■ Given instruction:
Please convert the part of the rows that opens with the line containing "Task: list a point for each instance of the gold" and closes with the last line of the rows into a Markdown table with the columns "No." and "Entry". Number each line in order and leave out blank lines.

START Data provided

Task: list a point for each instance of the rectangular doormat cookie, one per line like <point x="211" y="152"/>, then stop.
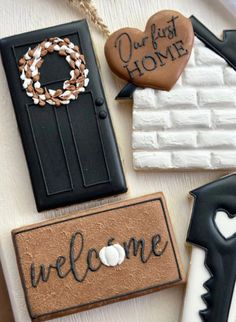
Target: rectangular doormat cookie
<point x="96" y="257"/>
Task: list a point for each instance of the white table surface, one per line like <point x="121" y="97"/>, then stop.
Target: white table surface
<point x="17" y="206"/>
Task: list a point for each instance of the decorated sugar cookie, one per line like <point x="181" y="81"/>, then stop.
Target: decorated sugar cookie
<point x="193" y="125"/>
<point x="62" y="115"/>
<point x="103" y="255"/>
<point x="210" y="294"/>
<point x="30" y="63"/>
<point x="153" y="58"/>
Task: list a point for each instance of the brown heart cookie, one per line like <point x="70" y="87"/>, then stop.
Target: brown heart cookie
<point x="153" y="58"/>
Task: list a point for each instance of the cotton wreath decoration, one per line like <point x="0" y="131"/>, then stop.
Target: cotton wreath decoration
<point x="30" y="63"/>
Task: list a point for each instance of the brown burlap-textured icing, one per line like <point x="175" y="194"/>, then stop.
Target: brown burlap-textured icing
<point x="62" y="272"/>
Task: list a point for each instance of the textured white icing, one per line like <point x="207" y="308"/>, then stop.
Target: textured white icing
<point x="112" y="255"/>
<point x="193" y="125"/>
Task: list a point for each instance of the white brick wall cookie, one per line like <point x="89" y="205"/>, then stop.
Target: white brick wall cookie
<point x="194" y="125"/>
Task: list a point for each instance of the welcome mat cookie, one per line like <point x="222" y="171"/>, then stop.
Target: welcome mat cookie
<point x="97" y="257"/>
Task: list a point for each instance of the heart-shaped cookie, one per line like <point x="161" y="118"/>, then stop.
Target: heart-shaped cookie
<point x="153" y="58"/>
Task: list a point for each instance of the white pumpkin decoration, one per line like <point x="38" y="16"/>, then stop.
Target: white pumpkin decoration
<point x="112" y="255"/>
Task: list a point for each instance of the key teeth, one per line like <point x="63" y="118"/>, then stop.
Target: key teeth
<point x="204" y="314"/>
<point x="208" y="284"/>
<point x="206" y="298"/>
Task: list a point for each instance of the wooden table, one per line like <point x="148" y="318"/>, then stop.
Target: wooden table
<point x="17" y="206"/>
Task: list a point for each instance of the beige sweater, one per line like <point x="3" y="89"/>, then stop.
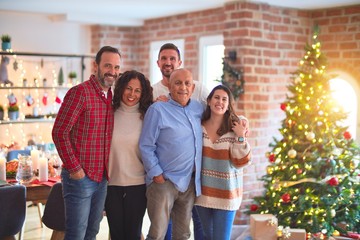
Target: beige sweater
<point x="125" y="165"/>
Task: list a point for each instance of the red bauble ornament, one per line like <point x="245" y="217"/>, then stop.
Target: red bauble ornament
<point x="272" y="158"/>
<point x="286" y="198"/>
<point x="334" y="181"/>
<point x="254" y="207"/>
<point x="283" y="106"/>
<point x="58" y="100"/>
<point x="347" y="135"/>
<point x="44" y="99"/>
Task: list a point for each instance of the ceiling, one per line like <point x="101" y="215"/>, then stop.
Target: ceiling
<point x="134" y="12"/>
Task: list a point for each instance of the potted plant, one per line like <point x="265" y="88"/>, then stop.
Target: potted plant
<point x="6" y="42"/>
<point x="13" y="112"/>
<point x="1" y="112"/>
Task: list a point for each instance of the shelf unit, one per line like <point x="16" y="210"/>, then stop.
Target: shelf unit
<point x="82" y="57"/>
<point x="19" y="130"/>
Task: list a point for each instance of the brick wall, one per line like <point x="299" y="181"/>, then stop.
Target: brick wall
<point x="269" y="42"/>
<point x="340" y="37"/>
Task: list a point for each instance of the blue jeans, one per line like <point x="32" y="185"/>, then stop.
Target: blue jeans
<point x="216" y="223"/>
<point x="198" y="231"/>
<point x="84" y="205"/>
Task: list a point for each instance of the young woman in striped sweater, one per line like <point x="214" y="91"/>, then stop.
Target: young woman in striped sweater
<point x="225" y="153"/>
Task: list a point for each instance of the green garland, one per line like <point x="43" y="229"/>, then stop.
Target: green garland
<point x="233" y="79"/>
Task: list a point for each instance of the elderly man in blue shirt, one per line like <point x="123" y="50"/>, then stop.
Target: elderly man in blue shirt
<point x="171" y="145"/>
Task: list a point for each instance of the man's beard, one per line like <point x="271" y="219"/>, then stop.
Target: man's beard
<point x="167" y="73"/>
<point x="102" y="79"/>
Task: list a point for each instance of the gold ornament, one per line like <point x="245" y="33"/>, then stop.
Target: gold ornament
<point x="333" y="213"/>
<point x="310" y="136"/>
<point x="292" y="153"/>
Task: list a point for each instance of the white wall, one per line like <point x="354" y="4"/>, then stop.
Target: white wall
<point x="38" y="34"/>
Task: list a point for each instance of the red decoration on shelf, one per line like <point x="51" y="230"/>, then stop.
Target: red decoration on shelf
<point x="347" y="135"/>
<point x="272" y="158"/>
<point x="283" y="106"/>
<point x="286" y="198"/>
<point x="12" y="100"/>
<point x="58" y="100"/>
<point x="29" y="100"/>
<point x="44" y="100"/>
<point x="334" y="181"/>
<point x="254" y="207"/>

END Data provided

■ Task output:
| No. | Entry |
|---|---|
| 1 | Task: list a point for each instance of the gold ornament, one per line like <point x="245" y="33"/>, then stop. |
| 2 | Target: gold ornament |
| 3 | <point x="333" y="213"/> |
| 4 | <point x="310" y="136"/> |
| 5 | <point x="292" y="153"/> |
| 6 | Task: list a point for each instance of the white wall, one per line like <point x="354" y="4"/>, then stop. |
| 7 | Target: white wall |
| 8 | <point x="38" y="34"/> |
| 9 | Task: list a point for each instance of the red decoration on shelf, one per line like <point x="51" y="230"/>, then stop. |
| 10 | Target: red decoration on shelf |
| 11 | <point x="347" y="135"/> |
| 12 | <point x="272" y="158"/> |
| 13 | <point x="283" y="106"/> |
| 14 | <point x="286" y="198"/> |
| 15 | <point x="12" y="100"/> |
| 16 | <point x="58" y="100"/> |
| 17 | <point x="29" y="100"/> |
| 18 | <point x="44" y="100"/> |
| 19 | <point x="334" y="181"/> |
| 20 | <point x="254" y="207"/> |